» TASK OBJECTIVE:
Beginning with the line containing "Target: turbine tower" and ending with the last line of the entries below, copy each line exactly and nothing else.
#### INPUT FOR THIS TASK ####
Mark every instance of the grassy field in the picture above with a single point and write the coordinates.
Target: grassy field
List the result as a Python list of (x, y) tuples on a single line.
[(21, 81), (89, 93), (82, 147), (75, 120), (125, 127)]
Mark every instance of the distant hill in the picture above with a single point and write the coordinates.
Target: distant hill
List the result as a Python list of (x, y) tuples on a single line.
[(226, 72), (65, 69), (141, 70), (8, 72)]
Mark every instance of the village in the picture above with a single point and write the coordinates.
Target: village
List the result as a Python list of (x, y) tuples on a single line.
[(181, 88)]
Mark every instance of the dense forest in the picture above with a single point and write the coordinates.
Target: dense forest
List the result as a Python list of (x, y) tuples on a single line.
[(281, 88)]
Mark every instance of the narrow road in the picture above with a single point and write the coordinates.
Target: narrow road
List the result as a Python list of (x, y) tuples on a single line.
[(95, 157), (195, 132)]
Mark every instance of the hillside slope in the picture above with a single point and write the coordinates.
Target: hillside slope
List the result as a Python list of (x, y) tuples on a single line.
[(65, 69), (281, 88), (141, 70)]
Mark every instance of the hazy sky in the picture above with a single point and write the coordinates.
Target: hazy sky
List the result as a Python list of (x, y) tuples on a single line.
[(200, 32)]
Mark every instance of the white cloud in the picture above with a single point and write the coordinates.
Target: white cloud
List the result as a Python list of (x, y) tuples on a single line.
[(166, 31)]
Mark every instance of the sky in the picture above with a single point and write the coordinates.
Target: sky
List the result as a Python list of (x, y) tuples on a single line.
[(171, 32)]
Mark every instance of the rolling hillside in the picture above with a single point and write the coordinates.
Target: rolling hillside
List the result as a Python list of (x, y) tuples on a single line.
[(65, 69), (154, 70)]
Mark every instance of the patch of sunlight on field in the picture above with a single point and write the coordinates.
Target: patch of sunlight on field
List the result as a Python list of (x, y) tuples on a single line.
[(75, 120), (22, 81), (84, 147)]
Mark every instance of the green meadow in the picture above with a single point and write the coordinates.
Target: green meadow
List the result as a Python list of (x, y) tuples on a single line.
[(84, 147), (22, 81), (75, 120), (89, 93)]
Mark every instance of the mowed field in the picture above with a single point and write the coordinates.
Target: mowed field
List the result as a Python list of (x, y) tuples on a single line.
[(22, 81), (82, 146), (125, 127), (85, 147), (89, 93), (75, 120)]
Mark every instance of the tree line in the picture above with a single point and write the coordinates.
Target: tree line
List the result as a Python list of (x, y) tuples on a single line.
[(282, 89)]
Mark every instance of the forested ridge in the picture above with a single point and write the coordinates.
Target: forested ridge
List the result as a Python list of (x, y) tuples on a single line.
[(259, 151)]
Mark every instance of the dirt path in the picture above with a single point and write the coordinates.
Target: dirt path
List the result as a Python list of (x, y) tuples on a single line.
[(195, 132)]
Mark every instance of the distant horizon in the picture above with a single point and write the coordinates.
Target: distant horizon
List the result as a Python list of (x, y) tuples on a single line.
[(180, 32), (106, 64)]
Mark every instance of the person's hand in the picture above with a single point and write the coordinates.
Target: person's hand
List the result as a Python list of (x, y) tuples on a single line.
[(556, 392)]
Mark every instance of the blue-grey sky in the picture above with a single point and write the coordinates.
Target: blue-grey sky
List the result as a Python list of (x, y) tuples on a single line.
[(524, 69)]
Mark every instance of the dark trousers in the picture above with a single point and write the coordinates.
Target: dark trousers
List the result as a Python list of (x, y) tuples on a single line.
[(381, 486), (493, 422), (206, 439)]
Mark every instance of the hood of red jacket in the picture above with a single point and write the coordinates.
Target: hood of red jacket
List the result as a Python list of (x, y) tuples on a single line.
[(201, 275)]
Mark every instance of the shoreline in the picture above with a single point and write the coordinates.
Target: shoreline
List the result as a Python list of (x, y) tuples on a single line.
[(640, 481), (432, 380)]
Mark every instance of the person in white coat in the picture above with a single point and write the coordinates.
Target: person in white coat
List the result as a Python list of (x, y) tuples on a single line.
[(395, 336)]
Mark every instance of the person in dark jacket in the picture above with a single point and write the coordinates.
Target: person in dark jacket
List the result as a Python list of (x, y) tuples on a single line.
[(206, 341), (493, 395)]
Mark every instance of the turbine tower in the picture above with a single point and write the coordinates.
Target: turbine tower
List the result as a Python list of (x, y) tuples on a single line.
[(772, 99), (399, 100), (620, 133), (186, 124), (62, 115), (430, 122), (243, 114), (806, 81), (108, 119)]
####
» RESPONSE AREA:
Target: turbine tower
List the result as a Python list of (x, y) tuples on a single line.
[(772, 99), (399, 100), (620, 133), (186, 124), (62, 115), (430, 122), (243, 114), (806, 81), (108, 119)]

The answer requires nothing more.